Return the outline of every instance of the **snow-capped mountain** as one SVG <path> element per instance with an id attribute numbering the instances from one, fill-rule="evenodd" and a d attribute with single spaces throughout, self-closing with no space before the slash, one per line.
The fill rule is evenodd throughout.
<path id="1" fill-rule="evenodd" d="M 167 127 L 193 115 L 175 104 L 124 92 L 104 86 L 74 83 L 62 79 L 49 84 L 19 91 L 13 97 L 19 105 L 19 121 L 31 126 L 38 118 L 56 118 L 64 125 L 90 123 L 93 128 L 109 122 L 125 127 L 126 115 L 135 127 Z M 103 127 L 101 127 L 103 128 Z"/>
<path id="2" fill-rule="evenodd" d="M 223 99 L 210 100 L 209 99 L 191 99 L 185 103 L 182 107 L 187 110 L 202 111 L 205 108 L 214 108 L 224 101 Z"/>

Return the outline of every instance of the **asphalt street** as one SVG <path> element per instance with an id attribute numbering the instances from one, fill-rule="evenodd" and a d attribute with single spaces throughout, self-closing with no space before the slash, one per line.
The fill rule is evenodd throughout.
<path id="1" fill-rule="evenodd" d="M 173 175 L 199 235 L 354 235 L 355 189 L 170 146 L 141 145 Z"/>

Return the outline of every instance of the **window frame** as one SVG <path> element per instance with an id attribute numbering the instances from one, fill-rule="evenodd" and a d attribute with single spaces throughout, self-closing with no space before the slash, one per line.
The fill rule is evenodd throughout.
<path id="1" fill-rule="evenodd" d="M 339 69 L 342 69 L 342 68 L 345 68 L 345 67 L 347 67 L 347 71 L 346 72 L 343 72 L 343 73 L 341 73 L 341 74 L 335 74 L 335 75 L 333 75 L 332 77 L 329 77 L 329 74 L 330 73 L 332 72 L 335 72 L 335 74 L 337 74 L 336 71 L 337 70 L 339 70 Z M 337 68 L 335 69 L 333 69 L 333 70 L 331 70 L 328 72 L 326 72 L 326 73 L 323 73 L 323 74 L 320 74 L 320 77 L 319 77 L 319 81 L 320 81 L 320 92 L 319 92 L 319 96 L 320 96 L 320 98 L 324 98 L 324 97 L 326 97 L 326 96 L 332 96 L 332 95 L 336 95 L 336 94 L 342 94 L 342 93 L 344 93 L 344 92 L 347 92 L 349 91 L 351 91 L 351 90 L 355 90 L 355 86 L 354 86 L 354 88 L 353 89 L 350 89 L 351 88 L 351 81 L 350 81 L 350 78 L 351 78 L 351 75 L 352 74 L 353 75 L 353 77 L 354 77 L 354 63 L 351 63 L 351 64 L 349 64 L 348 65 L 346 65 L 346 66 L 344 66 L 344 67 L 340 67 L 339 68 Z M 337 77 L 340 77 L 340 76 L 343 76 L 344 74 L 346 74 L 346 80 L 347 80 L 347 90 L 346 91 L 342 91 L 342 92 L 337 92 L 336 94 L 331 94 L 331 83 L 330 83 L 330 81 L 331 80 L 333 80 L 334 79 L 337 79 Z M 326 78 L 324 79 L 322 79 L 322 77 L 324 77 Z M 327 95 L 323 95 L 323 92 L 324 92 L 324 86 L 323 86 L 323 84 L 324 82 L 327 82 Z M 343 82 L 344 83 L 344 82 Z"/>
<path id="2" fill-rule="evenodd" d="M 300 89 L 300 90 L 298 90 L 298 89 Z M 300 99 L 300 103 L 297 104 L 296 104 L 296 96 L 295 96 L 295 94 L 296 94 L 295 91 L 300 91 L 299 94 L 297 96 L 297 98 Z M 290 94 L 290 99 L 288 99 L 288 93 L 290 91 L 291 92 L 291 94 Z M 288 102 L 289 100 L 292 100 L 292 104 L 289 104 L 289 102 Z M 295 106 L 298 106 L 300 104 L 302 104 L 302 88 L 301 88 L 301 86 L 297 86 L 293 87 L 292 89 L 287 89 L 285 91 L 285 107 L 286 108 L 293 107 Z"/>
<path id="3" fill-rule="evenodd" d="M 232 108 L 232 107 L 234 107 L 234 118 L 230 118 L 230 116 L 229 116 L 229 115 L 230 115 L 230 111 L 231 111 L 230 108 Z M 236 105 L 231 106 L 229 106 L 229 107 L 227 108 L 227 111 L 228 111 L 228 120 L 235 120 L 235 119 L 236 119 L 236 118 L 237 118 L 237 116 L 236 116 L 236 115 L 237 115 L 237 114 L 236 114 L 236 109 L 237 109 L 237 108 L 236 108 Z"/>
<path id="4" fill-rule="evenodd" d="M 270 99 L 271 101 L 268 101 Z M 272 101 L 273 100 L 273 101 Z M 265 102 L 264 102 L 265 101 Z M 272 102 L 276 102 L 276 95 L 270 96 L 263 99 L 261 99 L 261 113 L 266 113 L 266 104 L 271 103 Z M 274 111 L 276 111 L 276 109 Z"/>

────

Can you retype every one of the rows above line for line, with no change to any character?

Return the outline of every instance of the **snow-capped mountain** as one SVG <path> element per instance with an id attribute numbering the instances from one, fill-rule="evenodd" and a d attribute with single spaces throughout, self-closing with no space before the slash, one per line.
The fill rule is evenodd throughout.
<path id="1" fill-rule="evenodd" d="M 167 127 L 193 115 L 175 104 L 124 92 L 104 86 L 74 83 L 62 79 L 49 84 L 19 91 L 13 97 L 19 105 L 19 121 L 31 126 L 38 118 L 56 118 L 64 125 L 90 123 L 93 128 L 109 122 L 125 127 L 126 115 L 135 127 Z M 103 127 L 101 127 L 103 128 Z"/>
<path id="2" fill-rule="evenodd" d="M 223 99 L 210 100 L 209 99 L 191 99 L 185 103 L 182 107 L 187 110 L 202 111 L 205 108 L 214 108 L 224 101 Z"/>

Return the outline of every instance of the **asphalt street** as one SVG <path> element per instance with an id attribute numbering the instances from one, fill-rule="evenodd" and a d attribute with single spaces throughout, self-closing with no space before the slash, one per line.
The fill rule is evenodd throughout.
<path id="1" fill-rule="evenodd" d="M 173 175 L 199 235 L 354 235 L 355 189 L 170 146 L 141 145 Z"/>

Return the outline of every instance of the **window frame** as one SVG <path> element per instance with an id attribute numbering the instances from one, fill-rule="evenodd" and a d attribute with single spaces throughout, self-closing with no space before the slash, one per line.
The fill rule is evenodd throughout.
<path id="1" fill-rule="evenodd" d="M 339 69 L 342 69 L 342 68 L 345 68 L 345 67 L 347 67 L 347 71 L 346 72 L 343 72 L 343 73 L 341 73 L 341 74 L 335 74 L 335 75 L 333 75 L 332 77 L 329 77 L 329 74 L 330 73 L 332 72 L 335 72 L 335 74 L 337 74 L 336 71 L 337 70 L 339 70 Z M 337 68 L 335 69 L 333 69 L 333 70 L 331 70 L 328 72 L 326 72 L 326 73 L 323 73 L 323 74 L 320 74 L 320 77 L 319 77 L 319 81 L 320 81 L 320 92 L 319 92 L 319 96 L 320 96 L 320 98 L 324 98 L 324 97 L 326 97 L 326 96 L 332 96 L 332 95 L 336 95 L 336 94 L 342 94 L 342 93 L 344 93 L 344 92 L 347 92 L 349 91 L 351 91 L 351 90 L 355 90 L 355 86 L 354 86 L 354 88 L 353 89 L 350 89 L 351 88 L 351 81 L 350 81 L 350 78 L 351 78 L 351 75 L 352 74 L 353 75 L 353 77 L 354 77 L 354 63 L 351 63 L 351 64 L 349 64 L 348 65 L 346 65 L 346 66 L 344 66 L 344 67 L 340 67 L 339 68 Z M 337 77 L 340 77 L 340 76 L 343 76 L 344 74 L 346 74 L 346 80 L 347 80 L 347 90 L 346 91 L 342 91 L 342 92 L 337 92 L 336 94 L 331 94 L 331 83 L 330 83 L 330 81 L 331 80 L 333 80 L 334 79 L 337 79 Z M 326 78 L 324 79 L 322 79 L 322 77 L 324 77 Z M 327 95 L 323 95 L 323 92 L 324 92 L 324 86 L 323 86 L 323 84 L 324 82 L 327 82 Z M 343 82 L 344 83 L 344 82 Z"/>
<path id="2" fill-rule="evenodd" d="M 300 89 L 300 90 L 298 90 L 298 89 Z M 300 99 L 300 103 L 297 104 L 296 104 L 296 96 L 295 96 L 295 94 L 296 94 L 295 91 L 300 91 L 299 94 L 297 96 L 297 98 Z M 290 94 L 290 99 L 288 99 L 288 93 L 290 91 L 291 92 L 291 94 Z M 288 102 L 289 100 L 292 100 L 292 104 L 289 104 L 289 102 Z M 295 106 L 298 106 L 300 104 L 302 104 L 302 88 L 301 88 L 301 86 L 297 86 L 293 87 L 292 89 L 287 89 L 285 91 L 285 107 L 286 108 L 293 107 Z"/>
<path id="3" fill-rule="evenodd" d="M 232 108 L 232 107 L 234 107 L 234 118 L 230 118 L 230 116 L 229 116 L 229 115 L 230 115 L 230 111 L 231 111 L 230 108 Z M 236 105 L 231 106 L 229 106 L 229 107 L 227 108 L 227 111 L 228 111 L 228 120 L 235 120 L 235 119 L 236 119 L 236 118 L 237 118 L 237 116 L 236 116 L 236 115 L 237 115 L 237 114 L 236 114 L 236 109 L 237 109 L 237 108 L 236 108 Z"/>
<path id="4" fill-rule="evenodd" d="M 270 99 L 271 101 L 268 101 Z M 272 101 L 273 100 L 273 101 Z M 265 102 L 264 102 L 265 101 Z M 272 102 L 276 102 L 276 95 L 270 96 L 263 99 L 261 99 L 261 113 L 266 113 L 266 104 L 271 103 Z M 274 111 L 276 111 L 276 109 Z"/>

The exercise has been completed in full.